Turn each line of the records below into a row of a Markdown table with the columns No. and Line, numbering the rows in order and skipping any blank lines. Leave the pictures out.

(Recorded data)
━━━━

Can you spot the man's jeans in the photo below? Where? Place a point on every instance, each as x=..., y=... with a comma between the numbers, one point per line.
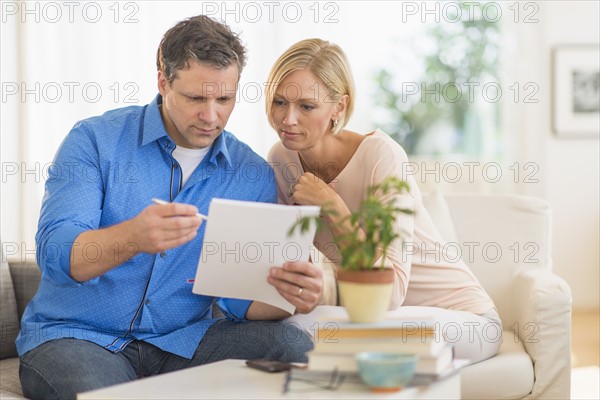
x=59, y=369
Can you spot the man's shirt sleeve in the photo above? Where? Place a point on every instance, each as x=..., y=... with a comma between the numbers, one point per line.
x=72, y=203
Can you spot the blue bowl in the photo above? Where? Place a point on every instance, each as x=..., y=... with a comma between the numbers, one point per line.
x=386, y=371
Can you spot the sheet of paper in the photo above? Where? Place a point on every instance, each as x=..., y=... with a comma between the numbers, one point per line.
x=243, y=240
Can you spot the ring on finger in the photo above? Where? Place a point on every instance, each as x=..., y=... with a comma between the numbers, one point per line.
x=291, y=188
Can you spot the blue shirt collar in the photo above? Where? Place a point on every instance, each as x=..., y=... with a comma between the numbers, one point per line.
x=154, y=129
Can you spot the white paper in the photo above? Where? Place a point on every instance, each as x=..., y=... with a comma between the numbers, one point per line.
x=243, y=240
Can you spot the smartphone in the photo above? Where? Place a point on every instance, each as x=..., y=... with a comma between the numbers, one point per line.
x=268, y=365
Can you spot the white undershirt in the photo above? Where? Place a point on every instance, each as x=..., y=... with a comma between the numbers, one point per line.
x=188, y=160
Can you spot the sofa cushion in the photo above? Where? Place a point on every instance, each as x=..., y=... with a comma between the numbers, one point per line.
x=9, y=318
x=439, y=212
x=508, y=375
x=9, y=379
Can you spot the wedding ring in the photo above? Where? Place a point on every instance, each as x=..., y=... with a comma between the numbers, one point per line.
x=291, y=188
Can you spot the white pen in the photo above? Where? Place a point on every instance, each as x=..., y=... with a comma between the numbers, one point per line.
x=164, y=203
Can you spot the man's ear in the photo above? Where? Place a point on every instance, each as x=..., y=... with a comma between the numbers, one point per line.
x=162, y=83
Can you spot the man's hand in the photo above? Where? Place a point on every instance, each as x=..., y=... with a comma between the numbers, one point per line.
x=162, y=227
x=155, y=229
x=300, y=283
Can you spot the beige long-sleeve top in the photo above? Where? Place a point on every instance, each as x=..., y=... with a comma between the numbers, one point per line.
x=424, y=275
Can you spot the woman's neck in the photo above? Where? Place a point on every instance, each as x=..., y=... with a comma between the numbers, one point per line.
x=330, y=156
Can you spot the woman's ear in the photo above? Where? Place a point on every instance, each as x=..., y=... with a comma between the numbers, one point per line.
x=341, y=106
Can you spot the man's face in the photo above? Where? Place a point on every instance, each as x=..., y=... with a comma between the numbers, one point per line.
x=198, y=103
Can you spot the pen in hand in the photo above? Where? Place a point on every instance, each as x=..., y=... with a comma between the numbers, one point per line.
x=162, y=202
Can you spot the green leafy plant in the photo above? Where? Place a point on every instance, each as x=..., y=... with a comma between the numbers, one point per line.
x=372, y=226
x=461, y=58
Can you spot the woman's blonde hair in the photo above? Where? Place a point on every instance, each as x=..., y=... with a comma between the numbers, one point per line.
x=327, y=61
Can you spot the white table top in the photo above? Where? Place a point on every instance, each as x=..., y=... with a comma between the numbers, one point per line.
x=232, y=379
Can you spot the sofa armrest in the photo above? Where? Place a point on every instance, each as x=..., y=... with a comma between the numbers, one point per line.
x=541, y=303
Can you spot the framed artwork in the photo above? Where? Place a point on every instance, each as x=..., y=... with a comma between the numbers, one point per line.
x=576, y=91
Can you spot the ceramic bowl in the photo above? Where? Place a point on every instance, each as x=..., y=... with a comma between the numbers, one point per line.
x=386, y=371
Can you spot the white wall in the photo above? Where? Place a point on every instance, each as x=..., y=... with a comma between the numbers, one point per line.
x=572, y=165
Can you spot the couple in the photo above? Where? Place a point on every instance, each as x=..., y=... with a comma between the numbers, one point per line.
x=115, y=301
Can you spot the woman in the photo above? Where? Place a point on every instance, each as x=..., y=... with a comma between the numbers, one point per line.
x=309, y=100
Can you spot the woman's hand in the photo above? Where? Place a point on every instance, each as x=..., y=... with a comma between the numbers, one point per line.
x=311, y=190
x=300, y=283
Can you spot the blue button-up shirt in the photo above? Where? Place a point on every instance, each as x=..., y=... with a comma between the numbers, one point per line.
x=106, y=171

━━━━

Solution to the problem:
| No. | Line |
|---|---|
| 1 | Can you spot the man's jeans in the photo below? Where? Place a point on every instance, each as x=..., y=... with a comma between the numbers, one point per line. |
| 2 | x=59, y=369 |
| 3 | Can you spot the man's shirt sleeve in the photo above? Where? Place a point on every instance, each as x=..., y=... with a comma between the numbers, one point per line. |
| 4 | x=72, y=203 |
| 5 | Can you spot the blue bowl in the photo above? Where? Place a point on every instance, each as x=..., y=... with a comma between the numbers, one point per line. |
| 6 | x=386, y=371 |
| 7 | Can you spot the sheet of paper in the photo above? Where? Place a point on every instance, each as x=..., y=... with a comma between the numbers, one point per line. |
| 8 | x=243, y=240 |
| 9 | Can you spot the ring on finger in the photo above? Where? Place a point on every instance, each as x=..., y=... with a comma between the numbers, one point per line. |
| 10 | x=291, y=188 |
| 11 | Can you spot the blue shirt collar in the photo above? Where? Place a point on every instance, each as x=..., y=... with a comma between the numbers, one point per line. |
| 12 | x=154, y=129 |
| 13 | Can you spot the white paper in the photo above? Where? Place a point on every instance, each as x=..., y=... with a comma between the numbers, one point per line. |
| 14 | x=243, y=240 |
| 15 | Can you spot the smartphone in the photo above? Where? Place a point on every instance, each as x=..., y=... with a comma between the numbers, one point per line. |
| 16 | x=268, y=365 |
| 17 | Can you spot the white undershirt in the photo above? Where? Place a point on every instance, each as x=..., y=... with a comma between the numbers, one point per line. |
| 18 | x=188, y=160 |
| 19 | Can you spot the sofa cushion in the photo above? Where? Place a point on every instance, each as x=..., y=... with a comma between the numbers, one point per line. |
| 20 | x=9, y=318 |
| 21 | x=439, y=212 |
| 22 | x=508, y=375 |
| 23 | x=9, y=379 |
| 24 | Can you spot the wedding ring in the photo above? Where? Place a point on every instance, each as x=..., y=... with a comma between the numbers, one point per line. |
| 25 | x=291, y=188 |
| 26 | Can you spot the white pen in the photo above? Where? Place a point on every instance, each as x=..., y=... with a comma between the numbers, one point per line. |
| 27 | x=164, y=203 |
| 28 | Can you spot the man's ear in the photo above? Where? Place a point on every instance, each as x=..., y=... with a comma between the numbers, one point per line. |
| 29 | x=162, y=83 |
| 30 | Can you spot the man's hand in the photo above? Where? Place a point on every instance, each as x=..., y=... with a comma between the numbers, one point per line. |
| 31 | x=162, y=227 |
| 32 | x=155, y=229 |
| 33 | x=300, y=283 |
| 34 | Can you spot the beige long-sleeve top in the photo above? Where? Place a point on every instance, each as x=..., y=... with a comma between the numbers, one point per line. |
| 35 | x=424, y=275 |
| 36 | Can you spot the woman's neck in the photo above? Where? Place a point on every instance, each as x=..., y=... with a comma between the numbers, one point per line. |
| 37 | x=330, y=156 |
| 38 | Can you spot the woman's ear in the photo above? Where? Place a point on every instance, each as x=..., y=... with a comma between the numbers, one point per line. |
| 39 | x=341, y=106 |
| 40 | Can you spot the man's face in the photo above? Where? Place a point on every instance, each as x=..., y=... with a comma between the numbers, one point per line. |
| 41 | x=198, y=103 |
| 42 | Can you spot the pen in hand in the photo above? Where? Place a point on every instance, each as x=..., y=... with a comma between the numbers, one point per line. |
| 43 | x=162, y=202 |
| 44 | Can you spot the green leafy plant in the photo above? Where? Place a point on every instance, each as x=..., y=... with a comma between the numbers, one point per line. |
| 45 | x=372, y=226 |
| 46 | x=461, y=58 |
| 47 | Can you spot the woman's blonde hair in the photo above? Where? Place a point on every instance, each as x=..., y=... with a comma between the numbers, one point per line. |
| 48 | x=327, y=61 |
| 49 | Can you spot the white table top in the photo above? Where? Place a point on every instance, each as x=..., y=... with a comma between the numbers, one point per line. |
| 50 | x=232, y=379 |
| 51 | Can you spot the sofa armrest in the photo above? Where? Place a point on every instance, each as x=..., y=... with a comma between the numbers, one point per line. |
| 52 | x=541, y=303 |
| 53 | Can you spot the framed artwork in the photo above? Where? Place a point on every instance, each as x=..., y=... with a comma between the numbers, one point per line. |
| 54 | x=576, y=91 |
| 55 | Can you spot the ceramic bowl in the photo above? Where? Place a point on every instance, each as x=..., y=... with a comma between the numbers, one point per line. |
| 56 | x=386, y=371 |
| 57 | Can you spot the white wall in the photo above? Where? Place a point on every instance, each as x=..., y=... with a comma between the numbers, one point per line. |
| 58 | x=572, y=165 |
| 59 | Can you spot the couple in the photo above? Where? Place a point on every instance, each as x=..., y=... with a comma between the numbers, one point per line. |
| 60 | x=115, y=301 |
| 61 | Can you spot the woman in the photo above? Where? Place a point on every instance, each as x=..., y=... with a comma between the numbers, one point per line. |
| 62 | x=309, y=100 |
| 63 | Can you spot the woman's hand in the photo above? Where? Place a point on every instance, each as x=..., y=... with a comma between the numbers, one point per line. |
| 64 | x=311, y=190 |
| 65 | x=300, y=283 |
| 66 | Can you spot the blue button-up shirt in the photo above? Where? Place a point on every instance, each as x=..., y=... with a comma between the numbers, one point per line. |
| 67 | x=106, y=171 |